**DO THIS:**
Copy every item below back word for word, leaving out the pictures.

**ENTRIES PROVIDED:**
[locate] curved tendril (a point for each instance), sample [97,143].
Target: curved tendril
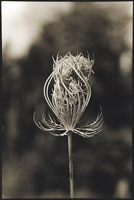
[46,88]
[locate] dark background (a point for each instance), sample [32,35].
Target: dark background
[35,163]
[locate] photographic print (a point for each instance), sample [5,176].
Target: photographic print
[67,106]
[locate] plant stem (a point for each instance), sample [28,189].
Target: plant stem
[70,164]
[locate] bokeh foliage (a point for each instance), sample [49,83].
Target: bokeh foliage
[39,160]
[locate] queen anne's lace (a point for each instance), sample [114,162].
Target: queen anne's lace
[70,96]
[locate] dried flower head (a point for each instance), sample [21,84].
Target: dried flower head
[69,97]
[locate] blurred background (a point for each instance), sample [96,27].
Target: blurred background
[35,163]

**THE SOLUTION:**
[locate] curved tendril (a point for each instance), sample [97,143].
Target: curved tendril
[46,88]
[locate] dark background (a point for each instance), sample [32,35].
Target: dark background
[35,163]
[locate] photographic print (a point for each instance), sample [5,176].
Target: photographic print
[67,106]
[locate] plant stem (a point for each instance), sample [28,189].
Target: plant stem
[70,164]
[locate] bokeh foliage (a point for each instance), sample [49,83].
Target: bokeh foliage
[39,160]
[locate] queen anne's lace (a point for each instance), sample [114,162].
Target: queen anne's lace
[70,96]
[locate] dried flower head (a point for each instance), sample [21,84].
Target: dried flower head
[69,97]
[locate] blurred background (a point for each instance), sample [96,27].
Target: blurred background
[35,163]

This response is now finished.